CHALLENGE: Output every line of the records below as a Markdown table with the columns "Index" and "Content," numbering the rows and omitting blank lines. Leave the pictures out of the answer.

GIVEN INFORMATION:
* BEGIN *
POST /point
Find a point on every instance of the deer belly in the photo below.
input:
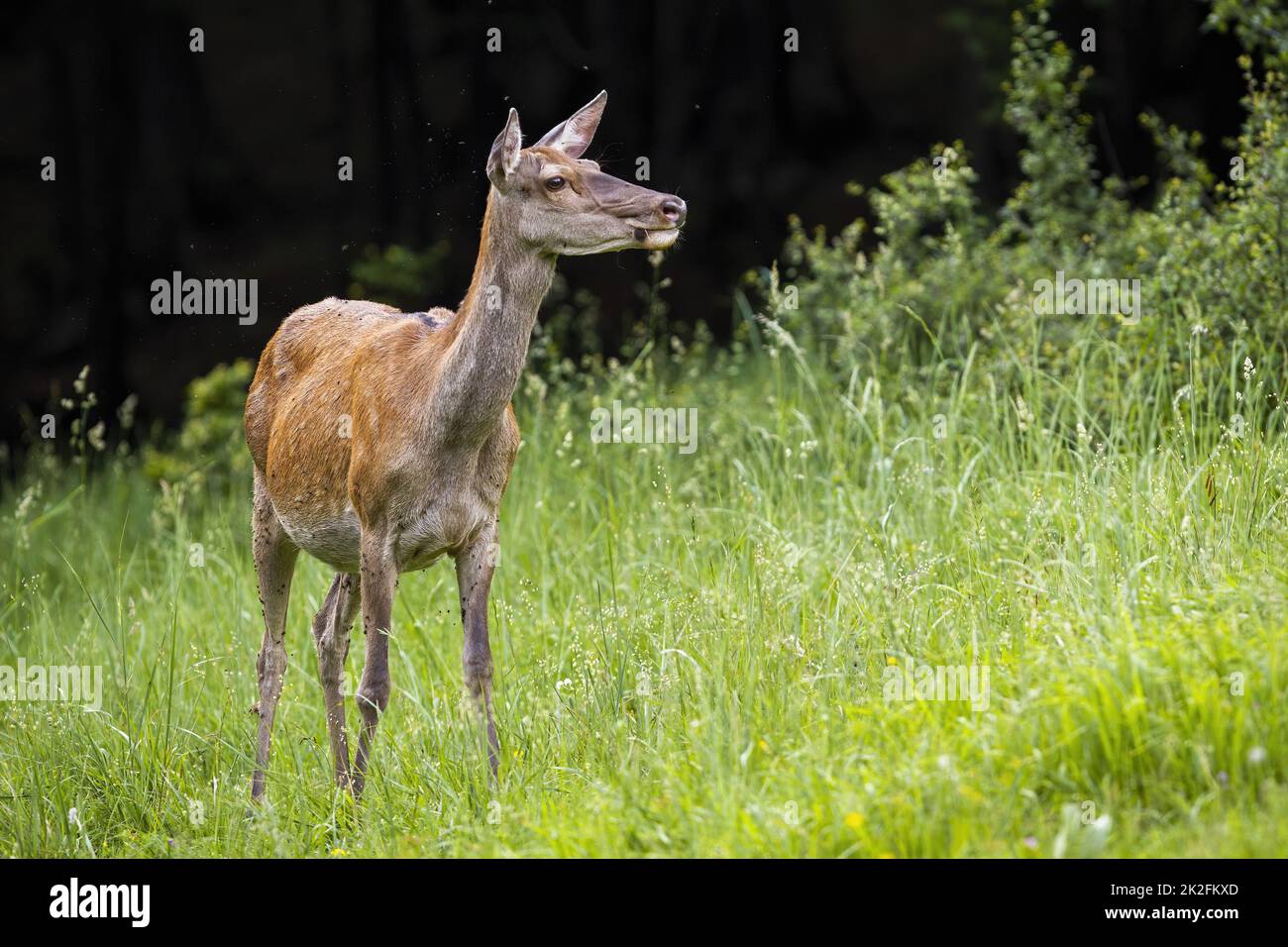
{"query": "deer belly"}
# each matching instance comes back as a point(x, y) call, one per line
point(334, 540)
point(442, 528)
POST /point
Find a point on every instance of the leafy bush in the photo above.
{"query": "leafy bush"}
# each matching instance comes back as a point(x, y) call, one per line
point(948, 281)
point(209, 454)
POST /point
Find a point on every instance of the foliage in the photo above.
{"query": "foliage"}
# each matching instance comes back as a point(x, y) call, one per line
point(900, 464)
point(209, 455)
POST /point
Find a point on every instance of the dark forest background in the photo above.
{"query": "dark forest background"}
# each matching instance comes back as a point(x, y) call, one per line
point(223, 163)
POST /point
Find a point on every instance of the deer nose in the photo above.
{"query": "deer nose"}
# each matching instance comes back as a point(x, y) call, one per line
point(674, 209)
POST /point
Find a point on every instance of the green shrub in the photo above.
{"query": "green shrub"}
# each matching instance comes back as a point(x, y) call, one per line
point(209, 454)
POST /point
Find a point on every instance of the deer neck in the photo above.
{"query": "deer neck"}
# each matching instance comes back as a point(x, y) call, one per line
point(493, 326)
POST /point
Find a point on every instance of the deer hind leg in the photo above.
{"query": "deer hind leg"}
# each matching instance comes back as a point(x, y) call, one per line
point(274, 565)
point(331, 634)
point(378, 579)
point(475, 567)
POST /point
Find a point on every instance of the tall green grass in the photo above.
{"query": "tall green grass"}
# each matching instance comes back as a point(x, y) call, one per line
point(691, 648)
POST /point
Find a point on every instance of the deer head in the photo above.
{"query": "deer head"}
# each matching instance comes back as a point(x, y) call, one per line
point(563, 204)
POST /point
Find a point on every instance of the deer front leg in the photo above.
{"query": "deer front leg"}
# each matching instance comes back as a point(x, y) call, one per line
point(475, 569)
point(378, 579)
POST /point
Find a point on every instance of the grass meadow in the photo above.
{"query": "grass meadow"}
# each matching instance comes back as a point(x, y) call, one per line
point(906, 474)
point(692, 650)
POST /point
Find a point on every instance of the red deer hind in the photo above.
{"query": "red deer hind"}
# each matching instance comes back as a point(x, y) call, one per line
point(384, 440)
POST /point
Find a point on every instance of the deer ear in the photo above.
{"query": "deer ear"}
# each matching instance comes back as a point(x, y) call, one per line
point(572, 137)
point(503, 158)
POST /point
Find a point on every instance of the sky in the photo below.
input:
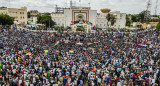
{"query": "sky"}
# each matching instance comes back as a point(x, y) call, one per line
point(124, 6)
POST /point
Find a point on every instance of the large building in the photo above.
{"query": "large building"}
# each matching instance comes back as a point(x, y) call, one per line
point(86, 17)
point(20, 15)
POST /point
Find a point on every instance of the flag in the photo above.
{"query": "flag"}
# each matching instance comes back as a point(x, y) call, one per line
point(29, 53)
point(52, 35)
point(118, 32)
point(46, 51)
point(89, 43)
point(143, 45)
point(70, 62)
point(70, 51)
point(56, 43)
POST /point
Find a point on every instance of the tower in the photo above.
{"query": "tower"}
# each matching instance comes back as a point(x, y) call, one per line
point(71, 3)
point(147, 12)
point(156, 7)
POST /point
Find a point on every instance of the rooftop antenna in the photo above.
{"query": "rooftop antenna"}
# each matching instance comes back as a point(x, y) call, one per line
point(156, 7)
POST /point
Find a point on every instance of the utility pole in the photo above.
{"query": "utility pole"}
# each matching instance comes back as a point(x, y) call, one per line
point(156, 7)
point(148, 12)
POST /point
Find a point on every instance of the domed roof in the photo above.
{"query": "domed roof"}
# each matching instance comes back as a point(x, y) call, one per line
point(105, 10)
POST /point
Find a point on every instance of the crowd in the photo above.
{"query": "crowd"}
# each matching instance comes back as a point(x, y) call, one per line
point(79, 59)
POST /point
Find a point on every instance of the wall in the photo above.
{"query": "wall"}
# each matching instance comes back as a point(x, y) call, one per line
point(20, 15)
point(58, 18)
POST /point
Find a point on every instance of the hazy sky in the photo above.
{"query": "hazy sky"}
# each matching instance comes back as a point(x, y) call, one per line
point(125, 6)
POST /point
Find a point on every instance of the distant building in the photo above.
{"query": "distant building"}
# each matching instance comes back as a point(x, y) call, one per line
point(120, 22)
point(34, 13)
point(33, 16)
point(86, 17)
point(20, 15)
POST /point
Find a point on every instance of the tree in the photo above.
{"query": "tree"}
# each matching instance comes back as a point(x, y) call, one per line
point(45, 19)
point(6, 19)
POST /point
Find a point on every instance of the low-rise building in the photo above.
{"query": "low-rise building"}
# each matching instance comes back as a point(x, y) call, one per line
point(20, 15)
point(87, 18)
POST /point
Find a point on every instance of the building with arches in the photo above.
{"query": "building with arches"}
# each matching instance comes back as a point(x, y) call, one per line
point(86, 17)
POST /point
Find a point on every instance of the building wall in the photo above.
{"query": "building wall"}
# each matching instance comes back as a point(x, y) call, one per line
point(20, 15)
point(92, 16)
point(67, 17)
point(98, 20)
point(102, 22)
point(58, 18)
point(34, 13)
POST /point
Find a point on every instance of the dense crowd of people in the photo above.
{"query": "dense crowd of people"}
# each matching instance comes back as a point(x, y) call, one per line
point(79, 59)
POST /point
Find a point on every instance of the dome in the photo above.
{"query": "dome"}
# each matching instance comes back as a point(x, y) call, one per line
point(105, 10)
* END *
EXERCISE ANSWER:
| Index | Content |
|---|---|
| 1 | POST /point |
| 2 | Find a point on every instance of the deer belly in the photo below. |
| 3 | input: |
| 4 | {"query": "deer belly"} |
| 5 | # each matching instance comes back as a point(x, y) call, one per line |
| 6 | point(334, 540) |
| 7 | point(442, 528) |
| 8 | POST /point |
| 9 | Find a point on every instance of the leafy bush in the photo above. |
| 10 | {"query": "leafy bush"} |
| 11 | # each matching instance comes back as a point(x, y) call, one per line |
| 12 | point(948, 281) |
| 13 | point(209, 454) |
| 14 | POST /point |
| 15 | Find a point on every instance of the foliage in the photo above. |
| 16 | {"query": "foliage"} |
| 17 | # each matching instance comes back as a point(x, y) call, one per line |
| 18 | point(900, 464) |
| 19 | point(209, 455) |
| 20 | POST /point |
| 21 | Find a point on every instance of the dark forest background in the photo above. |
| 22 | {"query": "dark forest background"} |
| 23 | # each matching instance comes back as a point(x, y) call, one per line |
| 24 | point(223, 163) |
| 25 | POST /point |
| 26 | Find a point on every instance of the deer nose in the photo above. |
| 27 | {"query": "deer nose"} |
| 28 | # each matching instance comes back as a point(x, y) call, one per line |
| 29 | point(674, 209) |
| 30 | POST /point |
| 31 | Find a point on every instance of the green shrub in the photo above. |
| 32 | {"query": "green shrub"} |
| 33 | # each matching instance comes back as a point(x, y) call, one per line |
| 34 | point(209, 454) |
| 35 | POST /point |
| 36 | Find a point on every instance of the deer neck in the photo above. |
| 37 | {"query": "deer neck"} |
| 38 | # each matching instance comes back as a point(x, y) call, one per line |
| 39 | point(493, 326) |
| 40 | POST /point |
| 41 | Find a point on every instance of the deer hind leg in the photo above. |
| 42 | {"query": "deer hind leg"} |
| 43 | # each matching instance comes back as a point(x, y) call, one per line |
| 44 | point(274, 565) |
| 45 | point(331, 634) |
| 46 | point(378, 579) |
| 47 | point(475, 567) |
| 48 | POST /point |
| 49 | Find a point on every instance of the tall green grass in the photo above. |
| 50 | {"query": "tall green grass"} |
| 51 | # each matching instance comes back as a point(x, y) call, one per line |
| 52 | point(691, 648) |
| 53 | POST /point |
| 54 | Find a point on every instance of the deer head in the photo above. |
| 55 | {"query": "deer head"} |
| 56 | # each matching instance comes back as a point(x, y) call, one per line |
| 57 | point(563, 204) |
| 58 | POST /point |
| 59 | Find a point on every instance of the deer front leg in the photo above. |
| 60 | {"query": "deer front leg"} |
| 61 | # each matching instance comes back as a point(x, y) call, one per line |
| 62 | point(475, 569) |
| 63 | point(378, 579) |
| 64 | POST /point |
| 65 | Find a point on every instance of the grass meadow in the photo above. |
| 66 | {"query": "grass meadow"} |
| 67 | # each matching instance comes back as a point(x, y) call, one per line |
| 68 | point(906, 474) |
| 69 | point(692, 650) |
| 70 | POST /point |
| 71 | Find a point on every instance of the red deer hind in the photo above. |
| 72 | {"query": "red deer hind"} |
| 73 | # each matching instance comes back as a point(x, y) call, one per line |
| 74 | point(384, 440) |
| 75 | POST /point |
| 76 | Find a point on every instance of the deer ear in the photo above. |
| 77 | {"query": "deer ear"} |
| 78 | # each matching instance comes back as a point(x, y) call, one per line |
| 79 | point(572, 137) |
| 80 | point(503, 158) |
| 81 | POST /point |
| 82 | Find a point on every instance of the sky in the photo below. |
| 83 | input: |
| 84 | {"query": "sky"} |
| 85 | # each matching instance comes back as a point(x, y) call, one per line |
| 86 | point(124, 6) |
| 87 | POST /point |
| 88 | Find a point on every instance of the large building in the photo above. |
| 89 | {"query": "large building"} |
| 90 | # each matching instance comes back as a point(x, y) call, one per line |
| 91 | point(86, 17) |
| 92 | point(20, 15) |
| 93 | POST /point |
| 94 | Find a point on every instance of the flag in the photo above. |
| 95 | {"query": "flag"} |
| 96 | # each matching instance comes back as a point(x, y) call, one per line |
| 97 | point(29, 53) |
| 98 | point(52, 35) |
| 99 | point(118, 32) |
| 100 | point(46, 51) |
| 101 | point(89, 43) |
| 102 | point(143, 45) |
| 103 | point(70, 62) |
| 104 | point(70, 51) |
| 105 | point(56, 43) |
| 106 | POST /point |
| 107 | Find a point on every instance of the tower in the photo above. |
| 108 | {"query": "tower"} |
| 109 | # each matching instance comes back as a point(x, y) call, one per line |
| 110 | point(71, 3) |
| 111 | point(147, 12) |
| 112 | point(156, 7) |
| 113 | POST /point |
| 114 | Find a point on every instance of the rooftop antenna in the photo above. |
| 115 | {"query": "rooftop antenna"} |
| 116 | # each matching instance comes back as a point(x, y) call, one per line |
| 117 | point(156, 7) |
| 118 | POST /point |
| 119 | Find a point on every instance of the utility pole in the photo above. |
| 120 | {"query": "utility pole"} |
| 121 | # each matching instance comes back as a point(x, y) call, one per line |
| 122 | point(156, 7) |
| 123 | point(148, 12) |
| 124 | POST /point |
| 125 | Find a point on every instance of the domed roof in the photo above. |
| 126 | {"query": "domed roof"} |
| 127 | # each matching instance comes back as a point(x, y) call, one per line |
| 128 | point(105, 10) |
| 129 | POST /point |
| 130 | Find a point on every instance of the crowd in the photo above. |
| 131 | {"query": "crowd"} |
| 132 | # each matching instance comes back as a point(x, y) call, one per line |
| 133 | point(79, 59) |
| 134 | POST /point |
| 135 | Find a point on every instance of the wall in the photo above. |
| 136 | {"query": "wall"} |
| 137 | # each matching instance comes back as a point(x, y) call, one per line |
| 138 | point(20, 15) |
| 139 | point(58, 18) |
| 140 | POST /point |
| 141 | Find a point on every instance of the hazy sky in the photo above. |
| 142 | {"query": "hazy sky"} |
| 143 | # each matching instance comes back as a point(x, y) call, one per line |
| 144 | point(125, 6) |
| 145 | POST /point |
| 146 | Find a point on every instance of the distant building in the photo above. |
| 147 | {"query": "distant building"} |
| 148 | # each matching instance comes back as a point(x, y) call, one per line |
| 149 | point(120, 22) |
| 150 | point(34, 13) |
| 151 | point(33, 16) |
| 152 | point(86, 17) |
| 153 | point(20, 15) |
| 154 | POST /point |
| 155 | Find a point on every instance of the tree in the photo above. |
| 156 | {"query": "tree"} |
| 157 | # each matching instance comes back as a point(x, y) call, one per line |
| 158 | point(45, 19) |
| 159 | point(6, 19) |
| 160 | POST /point |
| 161 | Find a point on every instance of the low-rise building in the photo above. |
| 162 | {"query": "low-rise building"} |
| 163 | # each matching instance comes back as a point(x, y) call, one per line |
| 164 | point(20, 15) |
| 165 | point(87, 18) |
| 166 | POST /point |
| 167 | Find a point on every instance of the building with arches in the photo above. |
| 168 | {"query": "building with arches"} |
| 169 | # each matching instance comes back as a point(x, y) call, one per line |
| 170 | point(86, 17) |
| 171 | POST /point |
| 172 | Find a point on every instance of the building wall in the photo above. |
| 173 | {"query": "building wall"} |
| 174 | # each matching instance comes back as a point(x, y) call, one per line |
| 175 | point(20, 15) |
| 176 | point(92, 16) |
| 177 | point(67, 17) |
| 178 | point(98, 20) |
| 179 | point(102, 22) |
| 180 | point(58, 18) |
| 181 | point(34, 13) |
| 182 | POST /point |
| 183 | Find a point on every instance of the dense crowd of people in the photo above. |
| 184 | {"query": "dense crowd of people"} |
| 185 | # each matching instance comes back as a point(x, y) call, one per line |
| 186 | point(79, 59) |
| 187 | POST /point |
| 188 | Find a point on every instance of the dome in the photo above. |
| 189 | {"query": "dome"} |
| 190 | # each matching instance comes back as a point(x, y) call, one per line |
| 191 | point(105, 10) |